→ **STUDY MATERIAL**
"""

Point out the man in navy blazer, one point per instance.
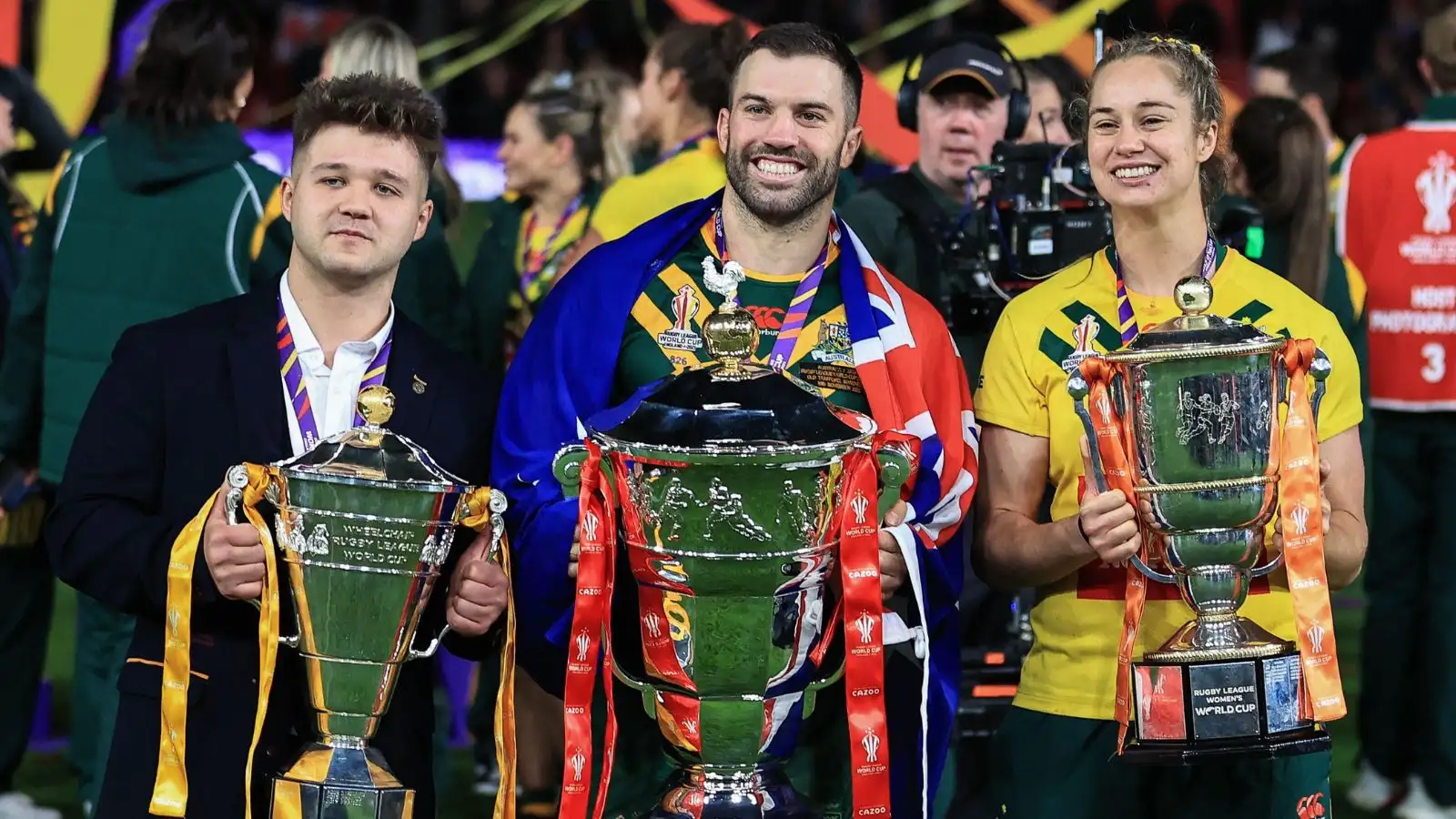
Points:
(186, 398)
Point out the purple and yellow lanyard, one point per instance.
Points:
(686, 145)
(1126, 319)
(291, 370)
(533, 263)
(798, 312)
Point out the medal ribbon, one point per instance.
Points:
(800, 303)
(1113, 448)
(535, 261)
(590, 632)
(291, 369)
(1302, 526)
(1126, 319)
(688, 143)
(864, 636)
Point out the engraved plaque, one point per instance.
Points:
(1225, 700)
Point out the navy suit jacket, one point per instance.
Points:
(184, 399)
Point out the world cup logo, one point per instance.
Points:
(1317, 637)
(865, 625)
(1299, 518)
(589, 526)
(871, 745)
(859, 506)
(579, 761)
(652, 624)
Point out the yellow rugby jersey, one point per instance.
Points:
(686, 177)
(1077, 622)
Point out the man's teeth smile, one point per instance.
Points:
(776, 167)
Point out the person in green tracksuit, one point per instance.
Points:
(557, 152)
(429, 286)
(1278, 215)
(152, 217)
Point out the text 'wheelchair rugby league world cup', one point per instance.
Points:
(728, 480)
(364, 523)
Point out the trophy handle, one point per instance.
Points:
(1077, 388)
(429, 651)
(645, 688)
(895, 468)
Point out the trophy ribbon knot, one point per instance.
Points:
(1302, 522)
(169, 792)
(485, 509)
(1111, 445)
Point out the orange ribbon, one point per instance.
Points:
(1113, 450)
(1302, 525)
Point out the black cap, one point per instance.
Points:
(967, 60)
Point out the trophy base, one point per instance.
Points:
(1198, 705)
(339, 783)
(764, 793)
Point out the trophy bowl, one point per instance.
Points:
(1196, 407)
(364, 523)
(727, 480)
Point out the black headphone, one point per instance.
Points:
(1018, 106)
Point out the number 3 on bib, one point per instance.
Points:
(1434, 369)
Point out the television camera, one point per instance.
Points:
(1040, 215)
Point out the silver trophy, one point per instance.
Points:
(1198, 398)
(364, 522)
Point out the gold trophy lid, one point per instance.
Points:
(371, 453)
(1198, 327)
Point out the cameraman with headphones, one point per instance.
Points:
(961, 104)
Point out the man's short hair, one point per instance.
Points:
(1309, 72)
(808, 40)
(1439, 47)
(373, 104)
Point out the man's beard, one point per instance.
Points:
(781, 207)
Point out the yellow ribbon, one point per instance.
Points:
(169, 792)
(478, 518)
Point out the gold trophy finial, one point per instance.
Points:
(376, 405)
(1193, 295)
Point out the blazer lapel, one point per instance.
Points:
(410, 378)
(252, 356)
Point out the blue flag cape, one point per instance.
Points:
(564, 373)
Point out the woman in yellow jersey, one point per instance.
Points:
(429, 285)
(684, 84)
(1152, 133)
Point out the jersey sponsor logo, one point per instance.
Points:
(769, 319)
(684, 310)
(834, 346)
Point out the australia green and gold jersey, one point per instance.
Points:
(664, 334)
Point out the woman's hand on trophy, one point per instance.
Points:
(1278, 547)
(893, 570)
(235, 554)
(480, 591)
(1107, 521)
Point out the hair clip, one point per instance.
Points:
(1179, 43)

"""
"""

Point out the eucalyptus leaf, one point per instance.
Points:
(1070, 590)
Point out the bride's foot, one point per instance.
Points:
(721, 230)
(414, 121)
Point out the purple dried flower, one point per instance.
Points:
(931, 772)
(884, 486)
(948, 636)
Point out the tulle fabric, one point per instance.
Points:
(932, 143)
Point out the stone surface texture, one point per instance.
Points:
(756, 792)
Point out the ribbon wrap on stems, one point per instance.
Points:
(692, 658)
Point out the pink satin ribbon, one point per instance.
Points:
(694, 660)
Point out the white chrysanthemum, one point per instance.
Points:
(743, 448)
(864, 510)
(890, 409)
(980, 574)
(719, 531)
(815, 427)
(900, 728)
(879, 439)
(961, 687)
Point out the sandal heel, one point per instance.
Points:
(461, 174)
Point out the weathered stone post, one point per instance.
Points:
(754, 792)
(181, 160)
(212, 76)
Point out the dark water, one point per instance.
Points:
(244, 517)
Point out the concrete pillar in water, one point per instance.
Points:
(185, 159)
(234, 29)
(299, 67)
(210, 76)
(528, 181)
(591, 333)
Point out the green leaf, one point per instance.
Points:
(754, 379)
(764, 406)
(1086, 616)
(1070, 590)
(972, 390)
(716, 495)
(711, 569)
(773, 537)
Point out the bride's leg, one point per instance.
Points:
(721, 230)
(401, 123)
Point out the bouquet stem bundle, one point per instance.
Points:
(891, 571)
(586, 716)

"""

→ **TO DO**
Among the entries above, how many lines hold the string "stone"? Answer with the number only.

→ **EXERCISE ANSWER**
2